ASSIGNED TASK ▸ Give back the entire listing verbatim.

DATA TO PROCESS ▸
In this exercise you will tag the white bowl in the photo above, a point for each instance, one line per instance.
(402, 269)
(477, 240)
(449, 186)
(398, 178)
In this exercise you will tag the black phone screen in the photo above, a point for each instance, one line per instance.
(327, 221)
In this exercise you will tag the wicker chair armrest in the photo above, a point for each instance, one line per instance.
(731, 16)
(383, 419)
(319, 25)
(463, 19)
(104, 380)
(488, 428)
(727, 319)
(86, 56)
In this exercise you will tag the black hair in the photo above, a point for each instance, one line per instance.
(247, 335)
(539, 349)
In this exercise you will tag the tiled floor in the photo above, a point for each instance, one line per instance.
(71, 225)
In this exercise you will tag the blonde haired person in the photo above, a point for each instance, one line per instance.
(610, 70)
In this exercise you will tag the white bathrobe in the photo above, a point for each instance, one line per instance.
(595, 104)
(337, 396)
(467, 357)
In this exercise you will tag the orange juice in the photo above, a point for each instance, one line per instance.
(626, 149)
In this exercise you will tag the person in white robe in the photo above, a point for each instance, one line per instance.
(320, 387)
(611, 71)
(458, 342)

ANSWER BELOW ▸
In this exercise you will tag the white bowl in the photo above, a point for each instance, one line per instance.
(402, 269)
(477, 240)
(449, 186)
(398, 178)
In this exercise you will tag the black phone screen in the photo above, a point for each instance, one line per instance.
(327, 221)
In this exercise you will tag the wicker chair armrest in the photo above, a point for each instance, one line per instance.
(731, 16)
(383, 419)
(319, 25)
(463, 19)
(104, 380)
(488, 428)
(727, 319)
(86, 56)
In this exercise you will tag the black hair in the photo above, a point for each instance, one line per instance.
(247, 335)
(539, 349)
In this exercise you will tag the tiled floor in the photo above, a point for each instance, one line per instance.
(71, 225)
In this exercise you will tag the blonde haired person in the photo above, a point for each instance, one line per instance.
(610, 70)
In this exercise you will tag the white bathrobe in the photo above, a point for each instance, one line per instance.
(595, 104)
(337, 396)
(467, 357)
In this exercise you will tag the orange juice in the photo above, a point for each instance, one line per instance.
(626, 149)
In this exercise you will tag the person in white robe in the photo above, a point for each instance, one line per instance.
(320, 387)
(611, 71)
(458, 342)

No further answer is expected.